CONSIGNE: Comment réécrire plus brièvement le paragraphe du texte sur la propriété d'Ancien Régime qui commence par « La propriété du censitaire n'était donc pas », en gardant ses faits principaux ?

TEXTE CHOISI:
^^^^
Le régime de la propriété d’avant 1789 reposait sur la théorie dite du « double domaine » : les prérogatives attachées à la propriété étaient divisées entre deux personnes, le seigneur et son tenancier ou censitaire. La propriété ou dominium sous l’Ancien Régime n’appartient pas, comme en droit romain, à une seule personne. Il faut distinguer le domaine éminent ou direct du seigneur et le domaine utile du censitaire ou tenancier qui tient sa propriété (ou censive, ou tenure) du seigneur. Le domaine utile est grevé de charges réelles et son propriétaire doit payer au propriétaire du domaine direct ou éminent des droits réels ou redevances variées, fixes ou proportionnelles. Quand la redevance est fixée en argent, elle pouvait être élevée au XIIIe siècle, elle ne l’est plus à la veille de la Révolution du fait d’une érosion monétaire continue. Pour faire face à l’avilissement des monnaies, le cens a souvent été stipulé en nature : des mesures de blé, d’orge, de méteil, des volailles, des œufs à Pâques… Le champart constitue une redevance proportionnelle portant sur les récoltes de grains (une gerbe sur six, sur sept, sur onze ou douze). Le poids de ces droits est souvent très léger, économiquement très supportable, à la fin de l’Ancien Régime, sauf les droits de lods et ventes qui sont des droits de mutations… que l’on paye toujours mais à l’Etat ! Ces derniers sont d’un meilleur rapport pour le propriétaire du domaine direct.

La propriété du censitaire n’était donc pas « absolue », elle n’était pas libre puisque grevée de droits, mais les historiens du droit de propriété soulignent que depuis le XVIe siècle le domaine utile du censitaire n’a cessé de « grignoter » le domaine direct du seigneur. Le censitaire est regardé en 1789 comme le « véritable » propriétaire, et le domaine direct du seigneur ne fait que rappeler un antique lien social et juridique de dépendance… lien de sujétion pourtant très relâché, mais que la philosophie des Lumières récuse comme contraire à l’égalité et à la liberté. La Révolution fait du censitaire l’unique propriétaire d’un domaine de propriété réunifié : le législateur supprime le régime féodal (la célèbre « Nuit du 4 août ») et les droits dont était titulaire le propriétaire du domaine direct sont emportés dans la tourmente, sans indemnité ni rachat, contrairement à ce qui avait été prévu initialement. Le propriétaire du domaine utile n’aura finalement rien à payer. C’est une bonne affaire et le propriétaire délié du seigneur et de sa directe peut jouir et disposer de son bien de la manière la plus absolue.
^^^^
Entrées de données extraites:
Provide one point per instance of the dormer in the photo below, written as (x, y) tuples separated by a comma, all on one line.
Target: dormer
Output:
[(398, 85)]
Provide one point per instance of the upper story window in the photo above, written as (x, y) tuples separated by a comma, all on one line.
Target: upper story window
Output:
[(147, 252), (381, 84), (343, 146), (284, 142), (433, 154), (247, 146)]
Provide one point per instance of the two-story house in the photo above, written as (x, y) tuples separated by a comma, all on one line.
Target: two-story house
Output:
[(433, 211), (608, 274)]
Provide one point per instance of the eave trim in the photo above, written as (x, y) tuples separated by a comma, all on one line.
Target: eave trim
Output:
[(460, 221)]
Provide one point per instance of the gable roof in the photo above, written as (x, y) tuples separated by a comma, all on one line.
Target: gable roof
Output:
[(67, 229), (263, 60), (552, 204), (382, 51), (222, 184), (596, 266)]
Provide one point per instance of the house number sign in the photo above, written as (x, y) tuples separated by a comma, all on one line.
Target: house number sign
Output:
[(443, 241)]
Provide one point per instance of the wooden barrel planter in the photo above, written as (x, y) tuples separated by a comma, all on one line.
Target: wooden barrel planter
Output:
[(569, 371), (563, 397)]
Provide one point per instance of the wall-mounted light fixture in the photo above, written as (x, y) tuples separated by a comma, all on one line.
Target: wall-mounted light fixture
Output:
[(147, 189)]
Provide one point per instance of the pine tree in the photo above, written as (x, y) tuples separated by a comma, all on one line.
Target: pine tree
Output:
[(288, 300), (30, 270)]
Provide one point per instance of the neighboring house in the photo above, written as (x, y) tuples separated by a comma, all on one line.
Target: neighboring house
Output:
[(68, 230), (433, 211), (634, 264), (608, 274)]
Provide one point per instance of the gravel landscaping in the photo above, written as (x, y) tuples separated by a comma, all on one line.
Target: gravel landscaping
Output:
^^^^
RÉPONSE RÉDIGÉE: La propriété du censitaire n'était pas absolue, car elle était grevée de droits. Depuis le XVIe siècle, pourtant, son domaine utile n'a cessé de gagner sur le domaine direct du seigneur. En 1789, le censitaire est regardé comme le véritable propriétaire. La directe du seigneur ne rappelle plus qu'un ancien lien de dépendance, très relâché, que la philosophie des Lumières rejette comme contraire à l'égalité et à la liberté. La Révolution supprime le régime féodal lors de la Nuit du 4 août. Les droits du seigneur disparaissent sans indemnité ni rachat, contrairement à ce qui était prévu au départ. Devenu l'unique propriétaire d'un domaine réunifié, le censitaire n'a rien à payer et peut jouir et disposer de son bien de la manière la plus absolue.